Exercise requirements
Which lines of the items below contain the string "segment"? Return each of those lines in full.
______
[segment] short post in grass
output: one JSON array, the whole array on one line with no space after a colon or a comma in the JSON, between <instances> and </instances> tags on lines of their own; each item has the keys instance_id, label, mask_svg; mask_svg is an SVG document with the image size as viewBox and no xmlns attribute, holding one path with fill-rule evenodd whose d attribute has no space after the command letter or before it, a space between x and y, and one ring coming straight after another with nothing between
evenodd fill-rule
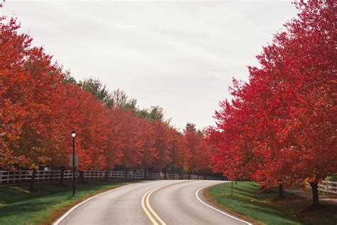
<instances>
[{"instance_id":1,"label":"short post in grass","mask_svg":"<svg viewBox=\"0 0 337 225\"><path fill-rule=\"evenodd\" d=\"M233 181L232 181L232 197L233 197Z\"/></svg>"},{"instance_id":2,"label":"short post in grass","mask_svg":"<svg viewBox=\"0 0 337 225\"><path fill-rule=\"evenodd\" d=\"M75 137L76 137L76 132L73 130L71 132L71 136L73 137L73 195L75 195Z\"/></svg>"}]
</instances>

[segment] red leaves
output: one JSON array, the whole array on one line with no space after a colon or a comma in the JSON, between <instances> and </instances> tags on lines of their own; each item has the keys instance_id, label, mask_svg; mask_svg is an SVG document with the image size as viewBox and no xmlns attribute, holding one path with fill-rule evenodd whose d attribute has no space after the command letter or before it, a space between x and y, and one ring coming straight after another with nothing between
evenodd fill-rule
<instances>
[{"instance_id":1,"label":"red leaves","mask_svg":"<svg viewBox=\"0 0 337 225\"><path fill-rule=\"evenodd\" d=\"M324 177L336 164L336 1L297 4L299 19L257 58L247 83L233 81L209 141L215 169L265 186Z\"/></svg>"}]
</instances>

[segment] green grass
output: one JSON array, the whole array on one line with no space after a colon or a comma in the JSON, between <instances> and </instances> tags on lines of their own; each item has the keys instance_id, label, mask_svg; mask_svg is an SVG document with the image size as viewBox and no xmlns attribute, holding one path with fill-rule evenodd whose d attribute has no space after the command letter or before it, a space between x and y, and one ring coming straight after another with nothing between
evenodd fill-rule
______
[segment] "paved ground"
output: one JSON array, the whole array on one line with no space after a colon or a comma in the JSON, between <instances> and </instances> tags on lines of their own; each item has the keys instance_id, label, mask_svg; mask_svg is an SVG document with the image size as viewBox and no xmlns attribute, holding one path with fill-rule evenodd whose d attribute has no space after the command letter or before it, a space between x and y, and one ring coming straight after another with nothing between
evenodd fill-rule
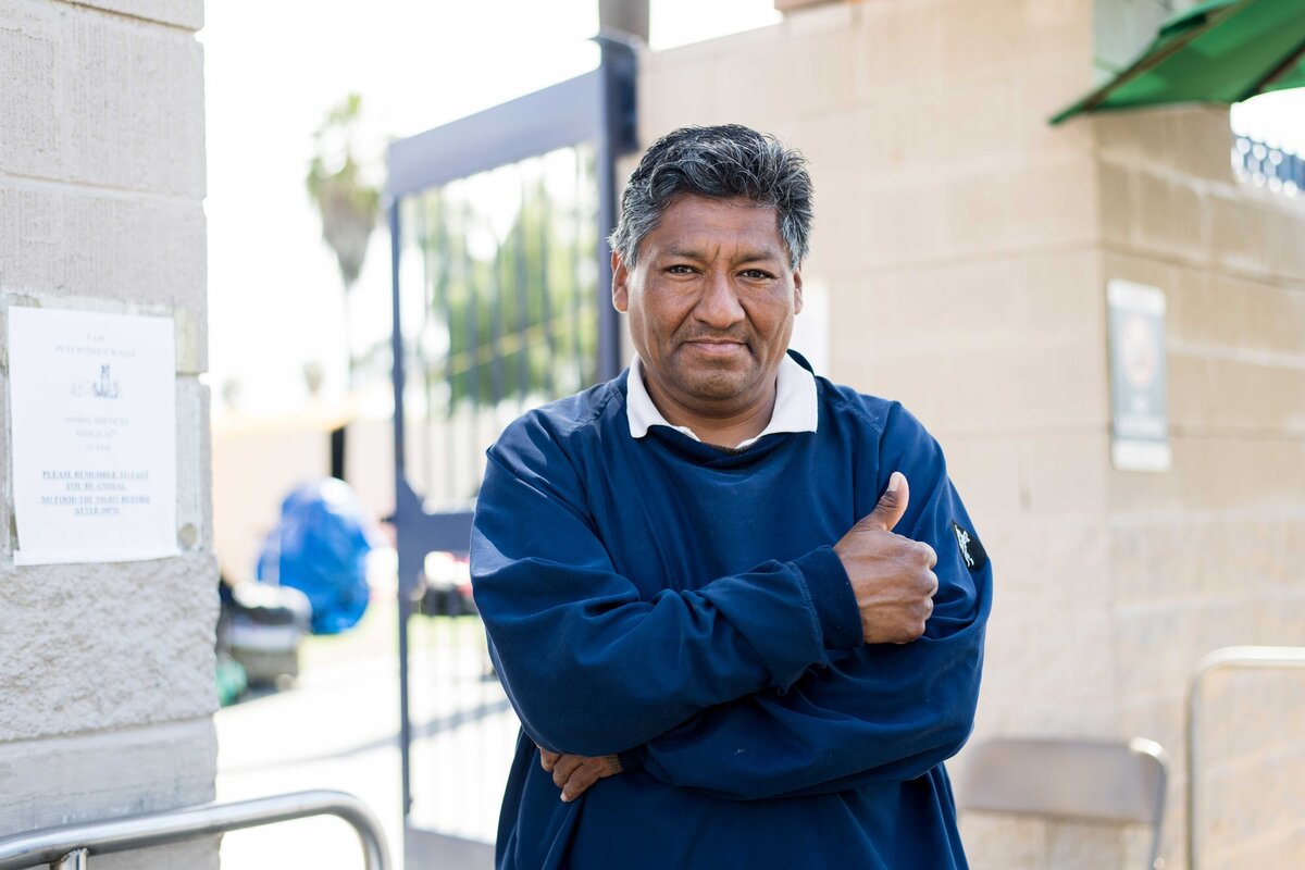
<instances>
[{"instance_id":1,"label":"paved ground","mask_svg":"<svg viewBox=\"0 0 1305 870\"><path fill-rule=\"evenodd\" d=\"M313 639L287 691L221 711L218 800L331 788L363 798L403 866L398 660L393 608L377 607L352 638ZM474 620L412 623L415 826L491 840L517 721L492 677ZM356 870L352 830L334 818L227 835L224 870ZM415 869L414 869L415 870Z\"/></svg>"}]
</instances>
______
Result for this task
[segment] short post in grass
[segment] red leaves
[segment] green grass
[segment] "paved ground"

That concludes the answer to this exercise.